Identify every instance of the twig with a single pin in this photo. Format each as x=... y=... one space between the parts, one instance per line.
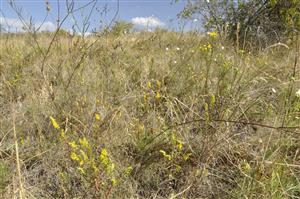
x=180 y=193
x=18 y=159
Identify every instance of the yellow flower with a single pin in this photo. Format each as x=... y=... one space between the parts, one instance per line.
x=114 y=181
x=209 y=46
x=84 y=142
x=74 y=157
x=73 y=145
x=158 y=83
x=98 y=116
x=168 y=157
x=149 y=84
x=128 y=170
x=80 y=169
x=213 y=34
x=158 y=96
x=54 y=123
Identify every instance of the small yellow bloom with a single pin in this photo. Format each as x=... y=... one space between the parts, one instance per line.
x=128 y=170
x=74 y=157
x=81 y=170
x=114 y=181
x=149 y=84
x=84 y=142
x=168 y=157
x=158 y=96
x=213 y=34
x=158 y=83
x=73 y=145
x=54 y=123
x=98 y=116
x=62 y=134
x=209 y=46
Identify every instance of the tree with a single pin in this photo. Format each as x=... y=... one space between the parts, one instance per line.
x=256 y=20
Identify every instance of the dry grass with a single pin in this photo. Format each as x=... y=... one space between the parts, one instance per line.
x=176 y=117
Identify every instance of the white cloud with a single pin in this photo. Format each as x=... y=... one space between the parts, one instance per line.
x=16 y=25
x=147 y=21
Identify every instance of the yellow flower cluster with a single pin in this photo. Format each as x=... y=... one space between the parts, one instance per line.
x=154 y=90
x=212 y=34
x=205 y=47
x=106 y=162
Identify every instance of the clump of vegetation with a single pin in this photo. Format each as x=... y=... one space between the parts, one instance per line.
x=147 y=115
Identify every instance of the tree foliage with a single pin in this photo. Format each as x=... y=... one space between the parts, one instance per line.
x=260 y=20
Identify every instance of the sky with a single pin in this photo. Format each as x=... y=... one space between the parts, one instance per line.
x=144 y=14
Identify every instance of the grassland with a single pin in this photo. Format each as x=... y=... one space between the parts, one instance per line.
x=148 y=115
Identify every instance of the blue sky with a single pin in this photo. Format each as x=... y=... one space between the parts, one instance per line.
x=143 y=13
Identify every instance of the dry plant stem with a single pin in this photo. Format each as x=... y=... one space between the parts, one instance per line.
x=21 y=192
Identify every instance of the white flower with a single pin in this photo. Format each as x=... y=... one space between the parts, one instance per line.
x=298 y=93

> **EXERCISE DESCRIPTION**:
Set every record down exactly, omitting pictures.

> **ANSWER FOR THIS EXERCISE**:
Identify every instance of the twig with a single pin in this photo. Format each as x=... y=... one space between the parts, one instance per line.
x=180 y=193
x=18 y=159
Identify every instance of the yellow flower with a single pin in this photo. Format each as x=... y=... one space between the parts, one instance per line.
x=114 y=181
x=209 y=46
x=84 y=142
x=74 y=157
x=73 y=145
x=158 y=83
x=98 y=116
x=168 y=157
x=149 y=84
x=128 y=170
x=80 y=169
x=213 y=34
x=158 y=96
x=54 y=123
Identify every instance of the small yellow bloom with a single pin in this photo. Format each as x=... y=... one space between the parts, one instance per line.
x=128 y=170
x=74 y=157
x=81 y=170
x=114 y=181
x=149 y=84
x=84 y=142
x=168 y=157
x=158 y=96
x=213 y=34
x=158 y=83
x=73 y=145
x=54 y=123
x=98 y=116
x=62 y=134
x=209 y=46
Identify every instance of the tree with a single pin in this photo. Format each as x=... y=... one space between the parts, one instance per line.
x=256 y=20
Identify every instance of the dry grass with a single pin in this photo. Format each as x=... y=... one space between the parts, one instance per line.
x=176 y=117
Identify every instance of the white cloud with a single pin in this photo. Format each as x=... y=... one space between the parts, one instance per line.
x=16 y=25
x=147 y=21
Identify every instance of the yellow flower cluster with a single pin in this photo. Format each as x=... y=... one space between the parts, one instance per line.
x=154 y=90
x=212 y=34
x=205 y=47
x=106 y=162
Identify every instance of the clump of vegetation with a single pin in this photo. Format each as x=... y=... one space between the parts, one instance per line.
x=147 y=115
Identify every instance of the tree foliage with a single pin in this photo. Format each as x=... y=... one space between the parts, one instance per line.
x=260 y=20
Identify every instance of the sky with a single pin in this photo. Format each as x=... y=... one space between the parts, one instance per line.
x=144 y=14
Identify every instance of the grassland with a single pin in this photo. Format each as x=... y=... one space between the parts, one instance per line.
x=148 y=115
Identify every instance of the blue sky with a single pin in this photo. Format each as x=... y=... one space between the parts, one instance per line.
x=143 y=13
Identify every instance of the dry plant stem with a single pin in this photo. Format each as x=... y=... one space between the parts, one instance per line.
x=21 y=192
Identify every instance of the white flower with a single pin in this photo. Format each as x=... y=... one space between the parts, one instance per line.
x=298 y=93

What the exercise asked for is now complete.